§ **Exercise requirements**
Reproduce, without alteration, every line of the data; exclude the images.

§ **Material for the task**
****

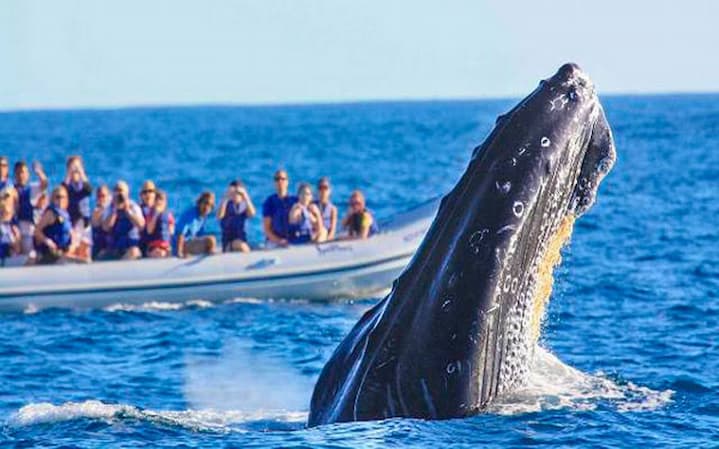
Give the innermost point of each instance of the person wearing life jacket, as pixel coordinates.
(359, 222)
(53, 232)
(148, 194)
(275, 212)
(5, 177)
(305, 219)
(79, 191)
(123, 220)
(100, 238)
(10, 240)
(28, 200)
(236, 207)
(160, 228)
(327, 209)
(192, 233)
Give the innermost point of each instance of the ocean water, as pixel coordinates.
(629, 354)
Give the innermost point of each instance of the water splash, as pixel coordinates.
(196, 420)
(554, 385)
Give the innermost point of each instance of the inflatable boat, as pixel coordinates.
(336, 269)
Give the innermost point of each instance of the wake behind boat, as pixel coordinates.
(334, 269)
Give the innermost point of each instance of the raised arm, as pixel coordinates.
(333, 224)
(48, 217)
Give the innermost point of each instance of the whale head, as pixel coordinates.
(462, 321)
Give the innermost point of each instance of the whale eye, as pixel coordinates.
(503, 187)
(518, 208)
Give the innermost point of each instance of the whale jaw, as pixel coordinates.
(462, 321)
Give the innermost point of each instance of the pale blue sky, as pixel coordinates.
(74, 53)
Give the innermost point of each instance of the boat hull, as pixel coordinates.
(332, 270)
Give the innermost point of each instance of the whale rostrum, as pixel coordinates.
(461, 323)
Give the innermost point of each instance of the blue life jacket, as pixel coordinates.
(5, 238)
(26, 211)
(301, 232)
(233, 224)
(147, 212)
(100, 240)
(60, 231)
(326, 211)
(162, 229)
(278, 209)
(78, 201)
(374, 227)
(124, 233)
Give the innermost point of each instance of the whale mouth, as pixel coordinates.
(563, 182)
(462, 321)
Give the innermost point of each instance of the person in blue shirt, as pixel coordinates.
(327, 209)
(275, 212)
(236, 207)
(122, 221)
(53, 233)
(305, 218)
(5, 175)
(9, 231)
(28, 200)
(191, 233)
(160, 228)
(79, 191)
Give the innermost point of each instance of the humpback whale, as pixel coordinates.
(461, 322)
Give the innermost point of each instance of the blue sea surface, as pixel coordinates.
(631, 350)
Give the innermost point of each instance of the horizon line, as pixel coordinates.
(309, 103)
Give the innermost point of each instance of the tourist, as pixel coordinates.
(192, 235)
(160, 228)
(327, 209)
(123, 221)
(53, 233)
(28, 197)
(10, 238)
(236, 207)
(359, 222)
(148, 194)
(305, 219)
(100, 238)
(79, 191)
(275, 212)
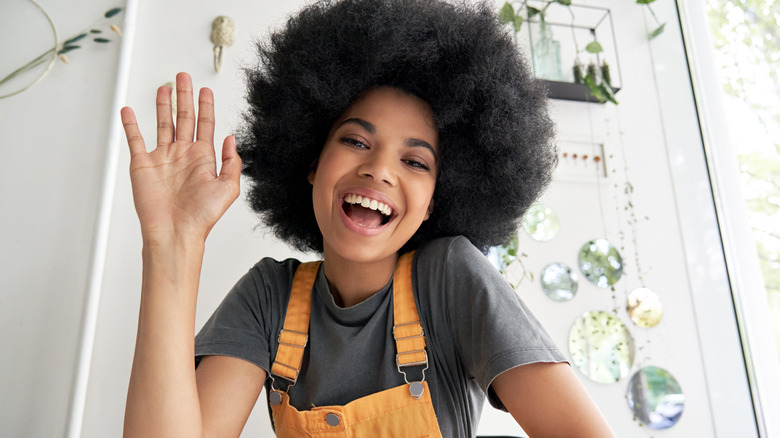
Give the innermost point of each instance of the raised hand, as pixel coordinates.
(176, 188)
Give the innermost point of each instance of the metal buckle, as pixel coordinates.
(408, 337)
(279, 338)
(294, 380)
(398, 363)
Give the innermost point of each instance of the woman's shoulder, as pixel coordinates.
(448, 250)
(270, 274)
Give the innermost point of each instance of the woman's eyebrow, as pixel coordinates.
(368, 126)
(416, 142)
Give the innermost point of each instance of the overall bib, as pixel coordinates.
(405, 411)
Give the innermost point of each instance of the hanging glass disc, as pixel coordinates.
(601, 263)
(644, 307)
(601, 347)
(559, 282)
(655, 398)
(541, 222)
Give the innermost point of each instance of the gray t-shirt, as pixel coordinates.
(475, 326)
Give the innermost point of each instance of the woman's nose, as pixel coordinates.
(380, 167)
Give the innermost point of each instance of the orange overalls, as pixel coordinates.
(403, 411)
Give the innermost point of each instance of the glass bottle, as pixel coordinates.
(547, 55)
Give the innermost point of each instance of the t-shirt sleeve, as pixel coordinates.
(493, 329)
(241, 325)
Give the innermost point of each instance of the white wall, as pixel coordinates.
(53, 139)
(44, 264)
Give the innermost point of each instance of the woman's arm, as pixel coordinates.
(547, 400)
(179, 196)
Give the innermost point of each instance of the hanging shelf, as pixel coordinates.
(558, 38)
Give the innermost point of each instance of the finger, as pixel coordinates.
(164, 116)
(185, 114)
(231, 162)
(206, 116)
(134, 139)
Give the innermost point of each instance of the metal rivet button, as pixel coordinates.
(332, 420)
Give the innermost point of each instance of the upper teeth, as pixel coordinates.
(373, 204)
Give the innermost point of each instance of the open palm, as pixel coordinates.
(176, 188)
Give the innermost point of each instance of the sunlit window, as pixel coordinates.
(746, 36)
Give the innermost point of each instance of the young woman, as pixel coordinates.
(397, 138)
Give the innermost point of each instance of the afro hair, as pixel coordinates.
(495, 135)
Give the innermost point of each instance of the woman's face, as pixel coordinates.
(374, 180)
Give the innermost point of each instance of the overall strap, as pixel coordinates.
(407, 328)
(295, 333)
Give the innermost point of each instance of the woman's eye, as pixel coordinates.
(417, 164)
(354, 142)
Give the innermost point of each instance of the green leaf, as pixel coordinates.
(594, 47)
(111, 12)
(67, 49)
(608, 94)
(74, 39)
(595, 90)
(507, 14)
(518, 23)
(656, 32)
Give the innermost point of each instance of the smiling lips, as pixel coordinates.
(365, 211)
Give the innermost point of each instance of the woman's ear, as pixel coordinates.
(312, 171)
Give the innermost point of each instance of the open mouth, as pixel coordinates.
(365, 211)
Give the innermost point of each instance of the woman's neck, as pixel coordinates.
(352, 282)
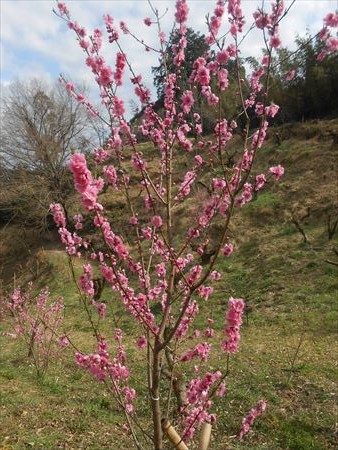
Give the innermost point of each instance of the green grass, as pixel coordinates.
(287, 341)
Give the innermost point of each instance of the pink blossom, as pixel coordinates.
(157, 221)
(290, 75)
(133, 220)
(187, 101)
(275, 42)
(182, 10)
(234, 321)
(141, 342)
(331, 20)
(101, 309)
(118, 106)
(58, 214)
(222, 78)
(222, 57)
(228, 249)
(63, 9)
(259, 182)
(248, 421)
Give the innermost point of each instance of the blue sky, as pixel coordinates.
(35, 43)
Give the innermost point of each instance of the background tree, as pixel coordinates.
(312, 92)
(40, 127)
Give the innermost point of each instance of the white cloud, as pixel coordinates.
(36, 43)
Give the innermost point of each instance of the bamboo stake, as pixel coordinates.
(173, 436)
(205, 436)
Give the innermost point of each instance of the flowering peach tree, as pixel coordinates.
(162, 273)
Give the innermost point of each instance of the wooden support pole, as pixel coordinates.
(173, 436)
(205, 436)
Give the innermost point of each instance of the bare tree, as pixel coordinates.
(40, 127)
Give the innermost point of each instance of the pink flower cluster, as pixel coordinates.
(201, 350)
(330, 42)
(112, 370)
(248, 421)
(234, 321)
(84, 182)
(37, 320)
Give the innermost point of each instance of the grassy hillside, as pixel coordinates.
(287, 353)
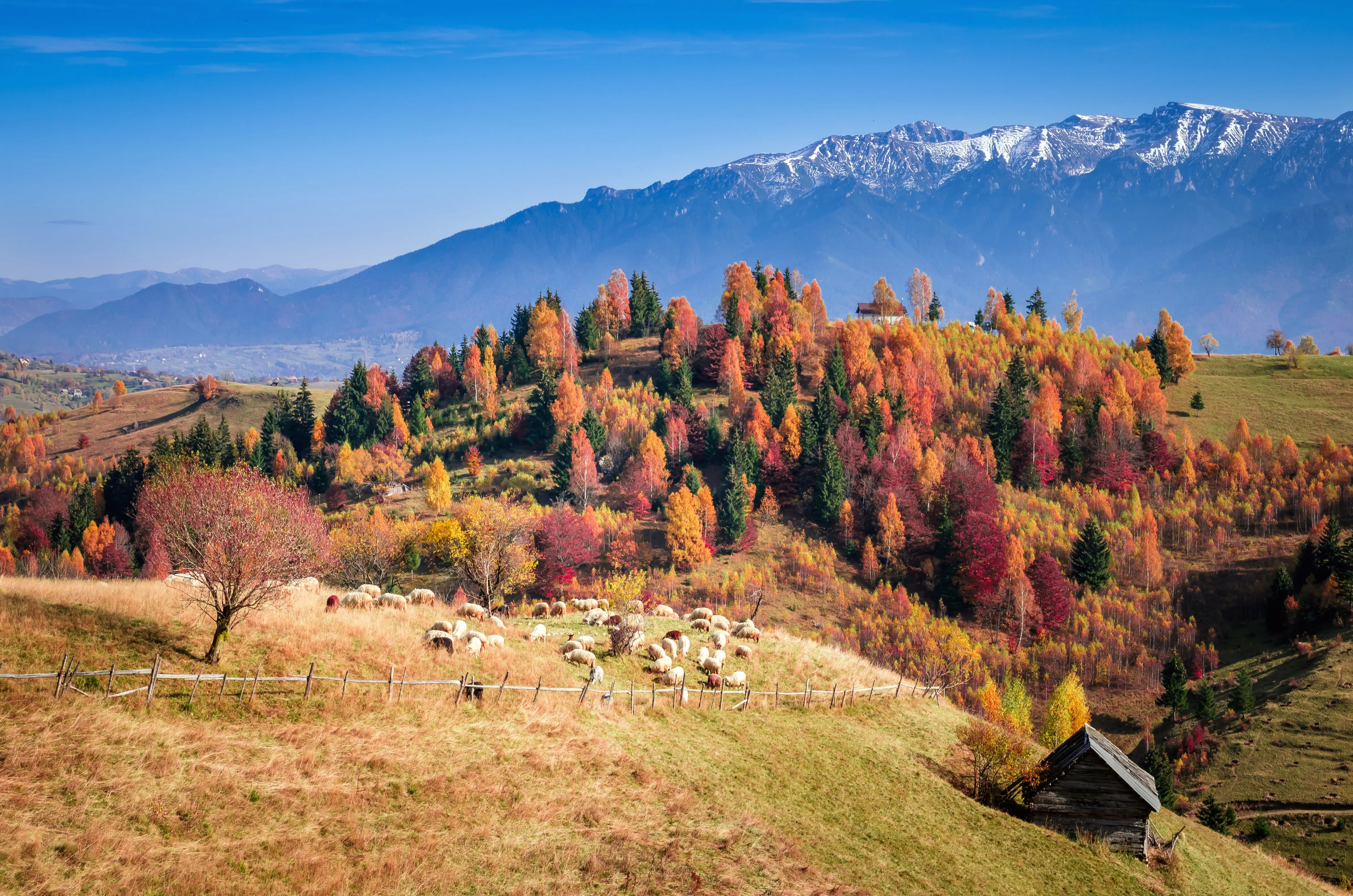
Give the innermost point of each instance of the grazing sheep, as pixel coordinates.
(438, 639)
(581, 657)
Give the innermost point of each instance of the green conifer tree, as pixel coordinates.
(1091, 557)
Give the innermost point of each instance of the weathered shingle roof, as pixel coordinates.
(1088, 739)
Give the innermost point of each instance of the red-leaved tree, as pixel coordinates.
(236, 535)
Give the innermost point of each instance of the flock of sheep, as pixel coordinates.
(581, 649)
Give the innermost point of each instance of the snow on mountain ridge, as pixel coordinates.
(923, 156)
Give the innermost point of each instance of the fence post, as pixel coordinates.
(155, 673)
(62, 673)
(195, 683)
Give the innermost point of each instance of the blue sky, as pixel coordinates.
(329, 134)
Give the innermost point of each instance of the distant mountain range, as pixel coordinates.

****

§ **Task response**
Give the innermost point of each instance of the person wearing life jacket, as pixel coordinates.
(359, 222)
(53, 232)
(148, 194)
(275, 212)
(5, 177)
(305, 219)
(79, 191)
(123, 220)
(100, 238)
(10, 240)
(28, 200)
(236, 207)
(160, 228)
(327, 209)
(192, 233)
Give the innermost point of each instance of the ocean water, as pixel coordinates.
(629, 354)
Give the innermost point of each instance of the water splash, as pixel coordinates.
(196, 420)
(554, 385)
Give the innermost point of each instance of the inflatable boat, as pixel coordinates.
(336, 269)
Give the innermost point of each instance of the wake behind boat, as pixel coordinates.
(334, 269)
Give the innermost point of each instance of the raised arm, as pixel coordinates.
(333, 224)
(48, 217)
Give the innermost point of each instance of the whale head, as pixel coordinates.
(462, 321)
Give the innermost point of each instance of the whale eye, as pixel coordinates.
(503, 187)
(518, 208)
Give the innermost point of each instance of the whale jaw, as pixel coordinates.
(462, 321)
Give the innermost point of each instance of the pale blue sky, as pixel coordinates.
(74, 53)
Give the innermost point of each instance of the boat hull, as pixel coordinates.
(332, 270)
Give the innermost point of each instance of the whale rostrum, as pixel coordinates.
(461, 323)
Give the innermost point of each instance of the blue life jacket, as pixel coordinates.
(5, 238)
(26, 211)
(301, 232)
(233, 224)
(147, 212)
(100, 240)
(60, 231)
(326, 211)
(162, 229)
(278, 209)
(78, 201)
(374, 227)
(124, 233)
Give the innermost point of each instance of the whale mouth, as pixel coordinates.
(563, 182)
(462, 321)
Give the innermost point of each instance of the person in blue shirt, as pixel coordinates.
(327, 209)
(275, 212)
(236, 207)
(122, 221)
(53, 233)
(305, 218)
(5, 175)
(9, 231)
(28, 200)
(191, 233)
(160, 228)
(79, 191)
Give the innermost point of each instance of the humpback whale, as pixel coordinates.
(461, 322)
Give the innermost point of each instance of the blue sea surface, as pixel coordinates.
(631, 350)
Give the innermost point of each instance of the horizon line, as pixel coordinates.
(309, 103)
Give the innermost point of each instance of the tourist, as pixel coordinates.
(192, 235)
(160, 228)
(327, 209)
(123, 221)
(53, 233)
(28, 197)
(10, 238)
(236, 207)
(359, 222)
(148, 194)
(305, 219)
(100, 238)
(79, 191)
(275, 212)
Give the innermost point of each instance of the raised hand, as pixel coordinates.
(176, 188)
Give the innermost point of each instance of the metal buckle, as pixel coordinates.
(408, 337)
(279, 338)
(294, 380)
(398, 363)
Give the innermost point of each instance of the woman's shoulder, as pixel coordinates.
(448, 250)
(270, 274)
Give the innermost point of each instance of the woman's eyebrow, as pixel coordinates.
(368, 126)
(416, 142)
Give the innermost point of each instance of the overall bib, as pixel coordinates.
(405, 411)
Give the innermost point of each instance of the hanging glass disc, as pixel coordinates.
(601, 263)
(644, 307)
(601, 347)
(559, 282)
(655, 398)
(541, 222)
Give the innermost point of each instance of the gray t-shirt, as pixel coordinates.
(475, 326)
Give the innermost point of each instance of the woman's nose, as pixel coordinates.
(380, 167)
Give the innermost point of each instance of the orange overalls, as pixel coordinates.
(403, 411)
Give the innermost point of each instance of the glass bottle, as pixel coordinates.
(547, 55)
Give the innermost point of each instance of the t-shirt sleeve, as pixel coordinates.
(493, 329)
(241, 325)
Give the innermost point of each instance of the white wall, as pixel coordinates.
(53, 139)
(44, 264)
Give the innermost point of each instance of the woman's arm, as pixel coordinates.
(547, 400)
(179, 196)
Give the innermost point of each instance of the hanging shelf, as pixel coordinates.
(558, 38)
Give the innermost point of each instance of the finger, as pixel coordinates.
(164, 116)
(185, 114)
(231, 162)
(206, 116)
(134, 139)
Give the innermost point of each instance of the metal rivet button, as pixel coordinates.
(332, 420)
Give the innermost point of each instance of the upper teeth, as pixel coordinates.
(373, 204)
Give the innermost point of each instance of the open palm, as pixel coordinates.
(176, 188)
Give the innermost point of each instance of the sunlit window, as pixel coordinates.
(746, 36)
Give the innermost point of each instance of the young woman, as pixel coordinates.
(397, 138)
Give the innermost point of each instance of the afro hair, as pixel coordinates.
(495, 135)
Give the innermost point of each instance of the woman's face, as pixel coordinates.
(374, 180)
Give the innermost point of each instance of the overall strap, as pixel coordinates.
(407, 328)
(295, 333)
Give the innermost point of each instance of the woman's eye, as pixel coordinates.
(417, 164)
(354, 142)
Give the innermost point of each instance of the green leaf, as pixel coordinates.
(594, 47)
(111, 12)
(67, 49)
(608, 94)
(74, 39)
(595, 90)
(507, 14)
(518, 23)
(656, 32)
Give the innermost point of each instance of the smiling lips, as pixel coordinates.
(365, 211)
Give the innermost point of each instance of the woman's ear, as pixel coordinates.
(312, 171)
Give the innermost point of each instance of the open mouth, as pixel coordinates.
(365, 211)
Give the innermost point of each instance of the woman's neck, as pixel coordinates.
(352, 282)
Give the innermost point of each instance of the green grass, as pixel coordinates.
(287, 341)
Give the innermost point of each instance of the pink blossom, as pixel coordinates.
(157, 221)
(290, 75)
(133, 220)
(187, 101)
(275, 42)
(182, 10)
(234, 321)
(141, 342)
(331, 20)
(101, 309)
(118, 106)
(58, 214)
(222, 78)
(222, 57)
(228, 249)
(63, 9)
(259, 182)
(248, 421)
Give the innermost point of each instance of the blue sky, as pixel coordinates.
(35, 43)
Give the innermost point of each instance of the background tree, as pixel coordinates.
(312, 92)
(40, 127)
Give the innermost point of each instance of the white cloud, as pixel coordinates.
(36, 43)
Give the innermost point of each instance of the bamboo stake, as pixel coordinates.
(173, 436)
(205, 436)
Give the innermost point of each instance of the flowering peach tree, as pixel coordinates.
(162, 273)
Give the innermost point of each instance of the wooden support pole, as pixel coordinates.
(173, 436)
(205, 436)
Give the innermost point of each instance of the bare tree, as pixel coordinates.
(40, 127)
Give the innermost point of each instance of the pink flower cluster, as pixel coordinates.
(201, 350)
(330, 42)
(112, 370)
(248, 421)
(234, 321)
(84, 182)
(37, 320)
Give the innermost point of each instance of the grassy hillside, as pixel coordinates.
(287, 353)
Give the innermost point of each instance of the grazing sheep, as pixel coordinates.
(438, 639)
(581, 657)
Give the innermost point of each instance of the green conifer tree, as pixel coordinates.
(1091, 557)
Give the innermost point of each instance of the weathered shingle roof, as pixel coordinates.
(1088, 739)
Give the innermost point of each instance of the red-leaved tree, as pixel coordinates.
(236, 535)
Give the innermost point of each instance of the flock of sheep, as pixel coordinates.
(581, 649)
Give the innermost point of each instance of the snow on mountain ridge, as pixel coordinates.
(923, 156)
Give the innermost point of each instance of the fence post, as pixel coordinates.
(155, 673)
(62, 673)
(195, 683)
Give the innermost point of each instance of the blue sky, as pixel coordinates.
(329, 134)
Give the innermost point of each instance of the distant mountain range, as pixel coordinates.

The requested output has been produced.